WORK REQUEST:
Repeat the following lines exactly and nothing else: the line containing "Record the location of each instance of the white cloud" and each line after it through the end of the listing.

DATA FOR ANALYSIS:
--

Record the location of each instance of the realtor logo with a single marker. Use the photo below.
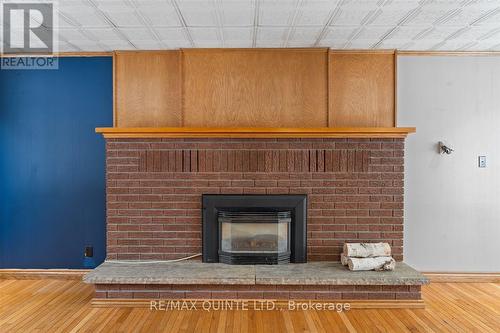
(28, 32)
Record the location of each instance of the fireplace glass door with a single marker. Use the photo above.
(254, 237)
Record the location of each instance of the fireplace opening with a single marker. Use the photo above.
(254, 229)
(254, 237)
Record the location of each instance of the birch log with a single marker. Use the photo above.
(367, 250)
(368, 264)
(343, 259)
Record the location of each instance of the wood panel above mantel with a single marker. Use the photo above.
(241, 132)
(308, 88)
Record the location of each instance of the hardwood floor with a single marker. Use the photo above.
(64, 306)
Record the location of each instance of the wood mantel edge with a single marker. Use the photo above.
(255, 132)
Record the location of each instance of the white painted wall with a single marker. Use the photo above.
(452, 207)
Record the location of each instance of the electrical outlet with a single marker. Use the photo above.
(482, 161)
(89, 252)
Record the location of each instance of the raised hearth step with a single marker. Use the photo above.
(195, 272)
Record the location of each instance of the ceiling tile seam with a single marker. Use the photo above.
(79, 28)
(145, 22)
(447, 16)
(291, 25)
(331, 16)
(487, 15)
(409, 15)
(466, 46)
(220, 21)
(183, 22)
(494, 47)
(489, 34)
(358, 31)
(256, 22)
(110, 22)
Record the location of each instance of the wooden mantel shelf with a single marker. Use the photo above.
(257, 132)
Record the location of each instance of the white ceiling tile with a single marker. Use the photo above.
(362, 43)
(409, 32)
(237, 13)
(123, 17)
(430, 14)
(161, 17)
(237, 43)
(137, 33)
(199, 13)
(234, 33)
(360, 4)
(66, 47)
(401, 44)
(315, 13)
(389, 16)
(340, 33)
(208, 43)
(103, 33)
(299, 43)
(277, 13)
(490, 46)
(147, 44)
(112, 3)
(88, 45)
(349, 16)
(425, 44)
(439, 24)
(268, 43)
(84, 16)
(452, 45)
(204, 34)
(171, 34)
(491, 20)
(305, 34)
(331, 44)
(275, 34)
(372, 32)
(177, 44)
(117, 45)
(440, 32)
(466, 16)
(72, 34)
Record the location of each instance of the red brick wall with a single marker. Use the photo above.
(325, 292)
(154, 187)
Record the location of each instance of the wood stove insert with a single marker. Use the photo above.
(254, 229)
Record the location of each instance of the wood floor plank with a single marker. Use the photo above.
(64, 306)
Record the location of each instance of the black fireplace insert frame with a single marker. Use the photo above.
(213, 203)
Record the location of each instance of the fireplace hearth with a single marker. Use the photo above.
(254, 229)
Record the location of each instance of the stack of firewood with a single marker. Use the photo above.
(367, 257)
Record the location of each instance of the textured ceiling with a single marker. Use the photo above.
(103, 25)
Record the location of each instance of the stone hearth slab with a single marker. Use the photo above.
(195, 272)
(187, 272)
(328, 273)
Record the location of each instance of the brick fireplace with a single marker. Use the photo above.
(354, 190)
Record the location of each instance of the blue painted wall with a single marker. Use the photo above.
(52, 180)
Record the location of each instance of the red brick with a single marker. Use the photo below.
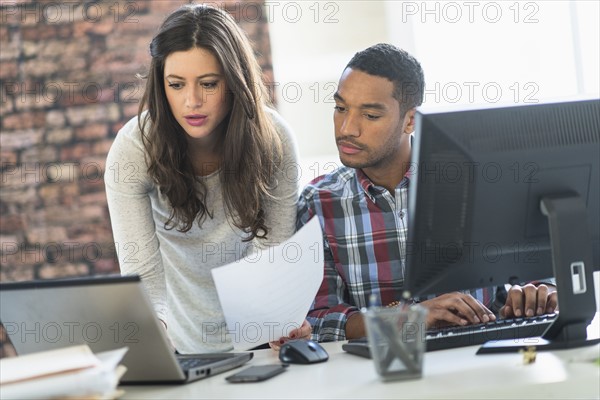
(8, 70)
(63, 270)
(7, 158)
(12, 223)
(19, 139)
(75, 152)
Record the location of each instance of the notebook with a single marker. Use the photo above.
(107, 312)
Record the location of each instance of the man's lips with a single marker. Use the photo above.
(195, 119)
(348, 148)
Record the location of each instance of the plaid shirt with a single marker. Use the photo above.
(365, 229)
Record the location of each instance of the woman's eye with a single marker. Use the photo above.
(175, 85)
(209, 85)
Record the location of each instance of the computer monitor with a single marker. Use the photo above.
(508, 195)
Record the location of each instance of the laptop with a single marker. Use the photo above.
(105, 313)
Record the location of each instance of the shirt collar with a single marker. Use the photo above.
(371, 190)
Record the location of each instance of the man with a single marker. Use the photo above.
(362, 206)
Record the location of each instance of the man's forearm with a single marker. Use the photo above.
(355, 326)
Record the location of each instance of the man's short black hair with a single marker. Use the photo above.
(402, 69)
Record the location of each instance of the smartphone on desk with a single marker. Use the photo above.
(256, 373)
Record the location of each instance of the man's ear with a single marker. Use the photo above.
(409, 121)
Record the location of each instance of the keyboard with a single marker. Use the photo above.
(190, 363)
(460, 336)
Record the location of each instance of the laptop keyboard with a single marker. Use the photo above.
(190, 363)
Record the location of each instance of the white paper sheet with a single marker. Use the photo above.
(98, 381)
(267, 294)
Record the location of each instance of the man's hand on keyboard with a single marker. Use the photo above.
(530, 300)
(456, 309)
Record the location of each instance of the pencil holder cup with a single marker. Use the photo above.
(396, 338)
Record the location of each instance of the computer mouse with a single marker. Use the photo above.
(302, 352)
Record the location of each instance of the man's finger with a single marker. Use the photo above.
(542, 299)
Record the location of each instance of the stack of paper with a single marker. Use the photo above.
(282, 282)
(68, 372)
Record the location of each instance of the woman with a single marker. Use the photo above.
(197, 180)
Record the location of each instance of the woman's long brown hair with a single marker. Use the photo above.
(250, 149)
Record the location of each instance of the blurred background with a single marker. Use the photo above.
(68, 83)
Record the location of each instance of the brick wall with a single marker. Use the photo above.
(67, 77)
(67, 84)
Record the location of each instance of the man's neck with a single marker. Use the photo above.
(390, 175)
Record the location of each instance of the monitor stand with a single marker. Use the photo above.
(573, 269)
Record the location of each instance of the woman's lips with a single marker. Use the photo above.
(195, 120)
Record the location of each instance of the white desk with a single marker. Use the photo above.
(456, 373)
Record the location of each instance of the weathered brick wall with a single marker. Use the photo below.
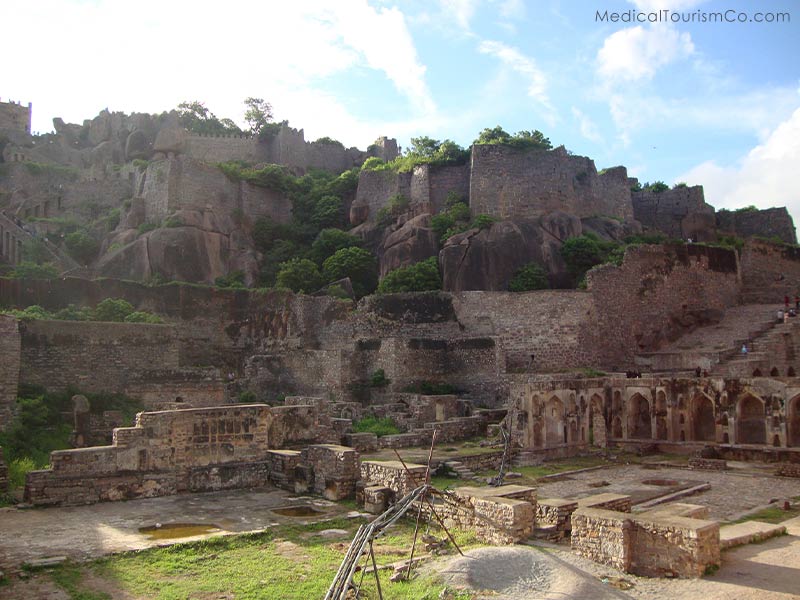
(94, 356)
(509, 183)
(769, 271)
(767, 222)
(603, 536)
(680, 212)
(674, 546)
(3, 474)
(9, 367)
(643, 304)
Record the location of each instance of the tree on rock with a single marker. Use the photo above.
(357, 264)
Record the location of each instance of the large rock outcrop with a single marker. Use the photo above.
(412, 242)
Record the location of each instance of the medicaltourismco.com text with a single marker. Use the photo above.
(698, 16)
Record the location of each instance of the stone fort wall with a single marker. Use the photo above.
(9, 367)
(15, 116)
(767, 222)
(680, 212)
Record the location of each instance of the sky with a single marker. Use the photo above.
(709, 103)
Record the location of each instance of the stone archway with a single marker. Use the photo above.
(554, 422)
(793, 422)
(662, 431)
(703, 427)
(597, 422)
(752, 428)
(616, 428)
(639, 424)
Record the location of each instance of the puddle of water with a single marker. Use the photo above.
(297, 511)
(170, 531)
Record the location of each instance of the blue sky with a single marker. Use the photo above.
(716, 104)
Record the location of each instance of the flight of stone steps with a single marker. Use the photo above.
(713, 345)
(459, 469)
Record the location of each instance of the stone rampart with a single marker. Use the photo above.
(766, 223)
(9, 367)
(516, 184)
(680, 212)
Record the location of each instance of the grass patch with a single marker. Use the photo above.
(772, 514)
(287, 562)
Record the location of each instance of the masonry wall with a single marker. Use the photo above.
(680, 212)
(9, 367)
(766, 223)
(510, 183)
(656, 294)
(94, 356)
(769, 272)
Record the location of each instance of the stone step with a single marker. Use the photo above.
(748, 532)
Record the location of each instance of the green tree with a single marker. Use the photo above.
(258, 114)
(81, 247)
(419, 277)
(113, 309)
(299, 275)
(329, 241)
(357, 264)
(529, 277)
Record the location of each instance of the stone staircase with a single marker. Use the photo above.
(459, 469)
(707, 347)
(761, 355)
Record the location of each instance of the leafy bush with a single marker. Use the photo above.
(419, 277)
(81, 247)
(30, 270)
(530, 277)
(299, 275)
(380, 427)
(329, 241)
(357, 264)
(140, 316)
(483, 221)
(378, 379)
(524, 140)
(113, 309)
(145, 227)
(234, 279)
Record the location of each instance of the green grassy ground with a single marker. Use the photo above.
(290, 562)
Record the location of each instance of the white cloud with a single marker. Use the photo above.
(588, 128)
(638, 52)
(103, 54)
(655, 5)
(766, 176)
(527, 67)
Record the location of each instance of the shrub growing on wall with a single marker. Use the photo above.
(419, 277)
(530, 277)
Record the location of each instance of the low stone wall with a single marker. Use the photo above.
(504, 515)
(3, 474)
(556, 512)
(602, 536)
(789, 470)
(708, 464)
(674, 547)
(336, 470)
(655, 544)
(392, 475)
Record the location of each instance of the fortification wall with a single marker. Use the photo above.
(223, 148)
(655, 295)
(512, 184)
(769, 272)
(9, 367)
(15, 116)
(94, 356)
(766, 223)
(680, 212)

--

PROBLEM SOLUTION:
Record the location of each instance of the white cloud with a single marker. Use the photo above.
(588, 128)
(638, 52)
(103, 54)
(655, 5)
(766, 176)
(527, 67)
Record the location of each instance of the shrub growing on wall with a single marker. Use the photo above.
(419, 277)
(530, 277)
Record the location of each instance of the low stone wall with a single marker. Use the photo above.
(504, 515)
(3, 474)
(556, 512)
(602, 536)
(789, 470)
(708, 464)
(674, 547)
(336, 470)
(655, 544)
(392, 475)
Record the location of each instance of the fortification wall with a single marker. Use the photo above.
(223, 148)
(655, 295)
(512, 184)
(769, 272)
(9, 367)
(15, 116)
(94, 356)
(766, 223)
(680, 212)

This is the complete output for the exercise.